• INSTRUCTIONS:
[1] List the full names of all the people named in the Los Angeles mayoral race text below.
[2] In the Los Angeles mayoral race text, rewrite the passage from "Real estate developer" up to and including "in three decades.", substituting "morning" for "dawn".

SELECTED PASSAGE: Begin

Real estate developer Rick Caruso leads Rep. Karen Bass by a hair in a costly race for Los Angeles mayor, as incumbent Eric Garcetti steps down from office.
The billionaire led with 51.25 percent of the vote early Wednesday, with the congresswoman trailing at 48.75 percent, among the 500,000 of votes tallied, the Los Angeles Times reported.
Early returns gave Bass a slight lead, but the two traded positions throughout the night, with Caruso pulling ahead by dawn.
The battle between the mall developer from Brentwood and the onetime community activist from South Los Angeles offered the sharpest contrast for the city’s top job in three decades.
Caruso’s $100 million in spending propelled him from relative obscurity to potential victory, while Bass’ hold on the city’s liberal political base positioned her as the candidate to beat.
Election Day was peppered by on-and-off rain, with Angelenos facing a deep malaise brought on by the COVID-19 pandemic, rampant homelessness, an uptick in crime and a racist audio recording of three City Council members vying to maintain political power.
Both campaigns acknowledged the outcome of the race might not be known for days or weeks.
An inconclusive Election Day tally resulted in the June primary, when Caruso jumped to a 5-percentage-point lead only to have Bass surge ahead when late mail-in votes were counted, winning the race by 7 points.
Not since Republican businessman Richard Riordan clinched his bid for mayor in 1993 over Hollywood-area Councilman Michael Woo have residents seen such a stark choice for its top seat.
A Bass victory would make her the first woman to serve as mayor in the city’s 241-year history.
She would also be the second Black candidate elected to the post after Tom Bradley, who served five terms beginning in 1973.
Caruso also would be a rarity in the mayor’s office: a onetime Republican who registered this year as a Democrat who had never once served in elected office.

SELECTED PASSAGE: End
RECORDED DATA: Begin

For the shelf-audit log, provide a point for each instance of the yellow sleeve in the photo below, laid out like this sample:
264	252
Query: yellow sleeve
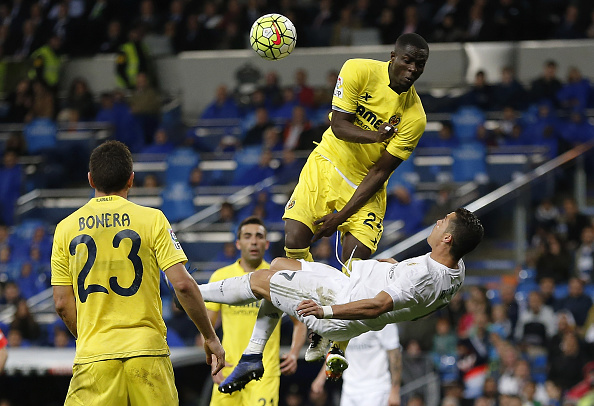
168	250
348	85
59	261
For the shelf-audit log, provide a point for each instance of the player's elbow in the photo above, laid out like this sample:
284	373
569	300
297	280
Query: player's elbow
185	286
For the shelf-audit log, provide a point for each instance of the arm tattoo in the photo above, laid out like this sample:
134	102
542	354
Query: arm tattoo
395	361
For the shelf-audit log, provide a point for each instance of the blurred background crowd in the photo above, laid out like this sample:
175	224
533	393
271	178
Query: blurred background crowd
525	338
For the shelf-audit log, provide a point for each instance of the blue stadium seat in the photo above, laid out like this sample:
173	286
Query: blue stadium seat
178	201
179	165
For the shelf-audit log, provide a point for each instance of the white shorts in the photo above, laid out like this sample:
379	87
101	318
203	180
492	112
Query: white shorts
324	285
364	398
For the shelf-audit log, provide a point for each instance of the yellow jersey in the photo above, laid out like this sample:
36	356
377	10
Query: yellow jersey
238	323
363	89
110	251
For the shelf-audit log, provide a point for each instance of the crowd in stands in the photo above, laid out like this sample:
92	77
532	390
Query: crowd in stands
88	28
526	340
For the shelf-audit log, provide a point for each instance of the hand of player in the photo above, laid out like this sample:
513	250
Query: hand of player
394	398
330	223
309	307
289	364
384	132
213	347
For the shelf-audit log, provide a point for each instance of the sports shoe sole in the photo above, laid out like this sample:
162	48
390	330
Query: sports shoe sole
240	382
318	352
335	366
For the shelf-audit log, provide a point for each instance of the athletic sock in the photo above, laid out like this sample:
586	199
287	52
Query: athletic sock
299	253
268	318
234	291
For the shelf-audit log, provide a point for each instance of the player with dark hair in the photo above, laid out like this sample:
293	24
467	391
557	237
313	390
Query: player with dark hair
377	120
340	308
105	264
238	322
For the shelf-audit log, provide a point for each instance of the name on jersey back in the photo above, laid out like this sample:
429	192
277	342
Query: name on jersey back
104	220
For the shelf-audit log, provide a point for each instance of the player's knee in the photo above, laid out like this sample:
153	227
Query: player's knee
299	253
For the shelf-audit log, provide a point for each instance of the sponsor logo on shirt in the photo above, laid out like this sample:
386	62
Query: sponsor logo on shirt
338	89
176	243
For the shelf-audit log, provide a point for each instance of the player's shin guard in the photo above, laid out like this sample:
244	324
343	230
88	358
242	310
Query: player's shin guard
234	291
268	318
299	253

RECORDED DATA: End

• SET OF ANSWERS:
[1] Rick Caruso, Karen Bass, Eric Garcetti, Richard Riordan, Michael Woo, Tom Bradley

[2]
Real estate developer Rick Caruso leads Rep. Karen Bass by a hair in a costly race for Los Angeles mayor, as incumbent Eric Garcetti steps down from office.
The billionaire led with 51.25 percent of the vote early Wednesday, with the congresswoman trailing at 48.75 percent, among the 500,000 of votes tallied, the Los Angeles Times reported.
Early returns gave Bass a slight lead, but the two traded positions throughout the night, with Caruso pulling ahead by morning.
The battle between the mall developer from Brentwood and the onetime community activist from South Los Angeles offered the sharpest contrast for the city’s top job in three decades.